■ **Work to be completed**: Duplicate the passage on the Ozu retrospective, everything from "Presented by the" down to "decades of filmmaking.".

**** Given text ****

Presented by the Harvard Film Archive and Shochiku, in partnership with the Reischauer Institute of Japanese Studies and the Japan Foundation, this complete Ozu Yasujiro retrospective offers the rare opportunity to see all of Ozu’s extant films screened on 35mm. Five new prints were created for this occasion as the first installment of a multi-year partnership with Shochiku to create a legacy 35mm collection at the HFA, a partnership that will be celebrated with a special event in September. Seen together, Ozu's impressive oeuvre demonstrates the industrial method of a prolific artist who distilled cinema to its most essential elements over three decades of filmmaking.

**** Extracted records ****

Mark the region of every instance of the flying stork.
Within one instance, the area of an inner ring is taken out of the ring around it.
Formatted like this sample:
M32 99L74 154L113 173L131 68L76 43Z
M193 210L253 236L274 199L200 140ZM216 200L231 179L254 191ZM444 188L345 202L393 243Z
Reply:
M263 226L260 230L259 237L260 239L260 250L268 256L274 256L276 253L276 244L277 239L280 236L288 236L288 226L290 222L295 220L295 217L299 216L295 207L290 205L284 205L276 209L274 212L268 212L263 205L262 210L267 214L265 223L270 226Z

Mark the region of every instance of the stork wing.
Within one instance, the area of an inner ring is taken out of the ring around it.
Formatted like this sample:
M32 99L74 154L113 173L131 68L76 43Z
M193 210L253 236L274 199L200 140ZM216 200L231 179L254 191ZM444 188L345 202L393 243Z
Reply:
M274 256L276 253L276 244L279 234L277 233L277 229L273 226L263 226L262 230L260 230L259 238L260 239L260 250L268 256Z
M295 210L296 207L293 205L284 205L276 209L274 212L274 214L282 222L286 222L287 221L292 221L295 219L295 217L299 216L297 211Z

****

■ **Written solution**:
Presented by the Harvard Film Archive and Shochiku, in partnership with the Reischauer Institute of Japanese Studies and the Japan Foundation, this complete Ozu Yasujiro retrospective offers the rare opportunity to see all of Ozu’s extant films screened on 35mm. Five new prints were created for this occasion as the first installment of a multi-year partnership with Shochiku to create a legacy 35mm collection at the HFA, a partnership that will be celebrated with a special event in September. Seen together, Ozu's impressive oeuvre demonstrates the industrial method of a prolific artist who distilled cinema to its most essential elements over three decades of filmmaking.